Task prompt – Your task is to repeat exactly the lines below between the line holding "Query: man's shoulder" and the line holding "In this picture, where can the tree trunk", inclusive, and only those.

(Collected data)

BEGIN

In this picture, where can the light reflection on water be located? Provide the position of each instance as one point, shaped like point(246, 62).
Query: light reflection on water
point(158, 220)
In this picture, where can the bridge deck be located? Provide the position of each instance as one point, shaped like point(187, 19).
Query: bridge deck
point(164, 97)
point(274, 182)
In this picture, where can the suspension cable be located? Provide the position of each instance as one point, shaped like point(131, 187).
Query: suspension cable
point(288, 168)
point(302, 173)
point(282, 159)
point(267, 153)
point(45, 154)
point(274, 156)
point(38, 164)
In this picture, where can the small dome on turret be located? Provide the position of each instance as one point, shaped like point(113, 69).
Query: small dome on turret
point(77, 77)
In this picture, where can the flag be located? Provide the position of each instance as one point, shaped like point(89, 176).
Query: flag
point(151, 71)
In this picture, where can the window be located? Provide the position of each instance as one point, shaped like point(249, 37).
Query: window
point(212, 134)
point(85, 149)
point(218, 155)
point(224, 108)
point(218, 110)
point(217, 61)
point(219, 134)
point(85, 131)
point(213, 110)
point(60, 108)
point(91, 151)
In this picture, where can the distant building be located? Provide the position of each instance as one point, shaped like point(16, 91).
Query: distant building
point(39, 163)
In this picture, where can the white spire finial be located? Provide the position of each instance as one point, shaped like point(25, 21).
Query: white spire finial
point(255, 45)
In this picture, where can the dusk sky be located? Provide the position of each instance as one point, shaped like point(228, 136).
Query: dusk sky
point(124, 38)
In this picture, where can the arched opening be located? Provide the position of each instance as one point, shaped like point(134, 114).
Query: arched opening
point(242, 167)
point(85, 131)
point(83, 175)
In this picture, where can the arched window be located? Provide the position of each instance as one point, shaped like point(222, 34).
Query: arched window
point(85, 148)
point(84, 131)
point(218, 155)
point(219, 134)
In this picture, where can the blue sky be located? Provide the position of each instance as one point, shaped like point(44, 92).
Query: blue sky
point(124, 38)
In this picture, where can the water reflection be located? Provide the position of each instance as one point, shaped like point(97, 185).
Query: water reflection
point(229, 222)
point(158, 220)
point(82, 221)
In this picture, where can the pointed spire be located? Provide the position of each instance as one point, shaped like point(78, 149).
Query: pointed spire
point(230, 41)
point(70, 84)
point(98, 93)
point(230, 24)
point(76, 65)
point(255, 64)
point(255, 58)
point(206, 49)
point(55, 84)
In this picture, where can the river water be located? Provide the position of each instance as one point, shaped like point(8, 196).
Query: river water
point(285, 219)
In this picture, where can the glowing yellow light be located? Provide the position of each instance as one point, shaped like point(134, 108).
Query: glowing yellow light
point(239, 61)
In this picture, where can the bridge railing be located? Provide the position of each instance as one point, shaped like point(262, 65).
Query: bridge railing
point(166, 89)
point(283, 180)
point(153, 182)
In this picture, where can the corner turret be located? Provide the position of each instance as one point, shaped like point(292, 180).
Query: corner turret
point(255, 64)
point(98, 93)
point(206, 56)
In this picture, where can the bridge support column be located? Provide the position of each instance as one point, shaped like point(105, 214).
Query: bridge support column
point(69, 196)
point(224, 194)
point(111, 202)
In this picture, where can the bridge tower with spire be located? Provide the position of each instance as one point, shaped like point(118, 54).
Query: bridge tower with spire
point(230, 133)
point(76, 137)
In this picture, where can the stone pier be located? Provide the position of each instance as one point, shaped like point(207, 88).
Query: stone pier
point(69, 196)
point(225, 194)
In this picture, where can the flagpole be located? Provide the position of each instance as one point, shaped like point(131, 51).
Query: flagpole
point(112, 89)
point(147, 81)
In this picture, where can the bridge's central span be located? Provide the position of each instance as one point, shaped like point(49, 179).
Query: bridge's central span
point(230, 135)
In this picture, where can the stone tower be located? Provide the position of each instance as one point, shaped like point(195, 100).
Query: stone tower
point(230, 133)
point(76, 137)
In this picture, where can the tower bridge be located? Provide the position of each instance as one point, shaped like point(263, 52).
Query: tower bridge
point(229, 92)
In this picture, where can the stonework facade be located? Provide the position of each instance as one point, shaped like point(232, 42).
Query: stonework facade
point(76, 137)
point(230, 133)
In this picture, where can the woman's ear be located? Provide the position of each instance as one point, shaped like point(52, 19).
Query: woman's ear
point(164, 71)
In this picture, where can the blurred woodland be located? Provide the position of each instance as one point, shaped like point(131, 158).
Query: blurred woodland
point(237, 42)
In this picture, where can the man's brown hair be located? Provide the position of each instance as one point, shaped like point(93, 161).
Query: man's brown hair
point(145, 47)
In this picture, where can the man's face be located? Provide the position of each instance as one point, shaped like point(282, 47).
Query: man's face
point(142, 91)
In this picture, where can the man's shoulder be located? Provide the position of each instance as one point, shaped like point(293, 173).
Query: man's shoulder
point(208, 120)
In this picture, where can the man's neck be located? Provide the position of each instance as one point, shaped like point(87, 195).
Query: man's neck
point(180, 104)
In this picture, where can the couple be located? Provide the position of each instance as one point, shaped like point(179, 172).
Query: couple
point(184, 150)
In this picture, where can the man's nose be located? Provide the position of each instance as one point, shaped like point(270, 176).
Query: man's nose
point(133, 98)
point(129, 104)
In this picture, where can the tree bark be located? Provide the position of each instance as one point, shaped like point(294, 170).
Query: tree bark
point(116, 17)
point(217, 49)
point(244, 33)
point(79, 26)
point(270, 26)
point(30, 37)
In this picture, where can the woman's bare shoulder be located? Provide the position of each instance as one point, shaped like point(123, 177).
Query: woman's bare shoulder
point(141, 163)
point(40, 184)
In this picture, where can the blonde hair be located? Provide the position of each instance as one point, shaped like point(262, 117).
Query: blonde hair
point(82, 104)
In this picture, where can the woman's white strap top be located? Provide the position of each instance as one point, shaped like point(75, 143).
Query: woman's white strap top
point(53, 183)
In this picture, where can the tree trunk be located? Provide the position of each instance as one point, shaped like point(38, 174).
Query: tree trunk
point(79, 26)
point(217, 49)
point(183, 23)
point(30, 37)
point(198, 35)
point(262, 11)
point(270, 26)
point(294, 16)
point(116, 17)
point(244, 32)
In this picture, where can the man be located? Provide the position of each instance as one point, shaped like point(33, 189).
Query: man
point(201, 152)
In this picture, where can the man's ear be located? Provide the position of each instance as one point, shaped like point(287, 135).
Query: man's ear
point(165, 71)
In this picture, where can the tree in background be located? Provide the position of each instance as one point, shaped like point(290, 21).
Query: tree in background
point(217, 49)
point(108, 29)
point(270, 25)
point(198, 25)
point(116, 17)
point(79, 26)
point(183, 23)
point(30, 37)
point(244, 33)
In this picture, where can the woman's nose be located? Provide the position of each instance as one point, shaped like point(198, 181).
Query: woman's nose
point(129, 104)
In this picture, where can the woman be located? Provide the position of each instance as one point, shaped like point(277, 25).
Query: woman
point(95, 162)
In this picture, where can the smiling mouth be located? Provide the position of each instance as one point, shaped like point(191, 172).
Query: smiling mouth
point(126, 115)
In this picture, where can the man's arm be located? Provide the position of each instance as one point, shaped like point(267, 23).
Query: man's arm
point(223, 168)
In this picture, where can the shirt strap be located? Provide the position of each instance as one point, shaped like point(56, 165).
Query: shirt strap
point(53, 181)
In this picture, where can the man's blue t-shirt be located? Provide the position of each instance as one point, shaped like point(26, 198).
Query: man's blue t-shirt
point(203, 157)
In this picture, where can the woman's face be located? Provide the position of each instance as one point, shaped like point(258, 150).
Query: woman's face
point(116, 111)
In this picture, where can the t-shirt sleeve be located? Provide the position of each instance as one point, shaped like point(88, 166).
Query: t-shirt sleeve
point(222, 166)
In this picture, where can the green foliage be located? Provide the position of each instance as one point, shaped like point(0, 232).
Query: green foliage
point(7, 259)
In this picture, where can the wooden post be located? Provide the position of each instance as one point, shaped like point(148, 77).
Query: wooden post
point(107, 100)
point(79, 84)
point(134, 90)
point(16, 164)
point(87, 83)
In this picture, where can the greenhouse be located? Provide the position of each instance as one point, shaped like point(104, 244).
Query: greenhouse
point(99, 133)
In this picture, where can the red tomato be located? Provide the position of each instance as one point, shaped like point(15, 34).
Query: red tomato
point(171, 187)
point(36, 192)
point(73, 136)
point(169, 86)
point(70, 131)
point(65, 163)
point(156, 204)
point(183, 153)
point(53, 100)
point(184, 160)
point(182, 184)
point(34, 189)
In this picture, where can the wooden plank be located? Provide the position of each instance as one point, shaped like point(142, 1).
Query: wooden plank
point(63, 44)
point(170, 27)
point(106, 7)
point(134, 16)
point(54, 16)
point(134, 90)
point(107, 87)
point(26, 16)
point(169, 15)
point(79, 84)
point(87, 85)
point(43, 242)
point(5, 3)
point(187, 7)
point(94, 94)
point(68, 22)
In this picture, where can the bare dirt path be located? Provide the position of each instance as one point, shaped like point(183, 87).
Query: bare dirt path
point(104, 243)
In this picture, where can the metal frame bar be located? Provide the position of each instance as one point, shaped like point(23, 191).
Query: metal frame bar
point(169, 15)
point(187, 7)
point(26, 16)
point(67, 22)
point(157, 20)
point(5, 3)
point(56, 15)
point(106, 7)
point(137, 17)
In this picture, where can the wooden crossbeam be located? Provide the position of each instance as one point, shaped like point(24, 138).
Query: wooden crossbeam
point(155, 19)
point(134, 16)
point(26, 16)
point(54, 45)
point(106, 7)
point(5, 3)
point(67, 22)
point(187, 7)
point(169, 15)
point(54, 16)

END

Exercise solution –
Query: man's shoulder
point(208, 120)
In this picture, where can the man's neck be located? Provide the position of each instance as one point, shaped like point(87, 195).
Query: man's neck
point(180, 104)
In this picture, where can the couple be located? Provide the position of each instance as one point, shaped like point(179, 172).
Query: couple
point(184, 150)
In this picture, where can the man's nose be located? Provide the position of each instance as one point, shaped like point(270, 176).
Query: man's nose
point(133, 98)
point(129, 104)
In this picture, where can the tree bark be located? Provide the position of each instance as one point, shaped like point(294, 170).
Query: tree bark
point(116, 17)
point(217, 49)
point(244, 33)
point(79, 26)
point(270, 26)
point(30, 37)
In this picture, where can the woman's bare shoulder be located? Provide the position of each instance as one point, shaped like point(123, 177).
Query: woman's bare shoulder
point(141, 163)
point(40, 184)
In this picture, where can the blonde hair be located? Provide the position of each instance as one point, shaped like point(262, 117).
Query: blonde hair
point(82, 104)
In this picture, where can the woman's white strap top be located? Provide the position of each instance as one point, shaped like point(75, 143).
Query: woman's white strap top
point(53, 183)
In this picture, where can the tree trunk be located? Provide the position of each instance as one point, shaped like point(38, 174).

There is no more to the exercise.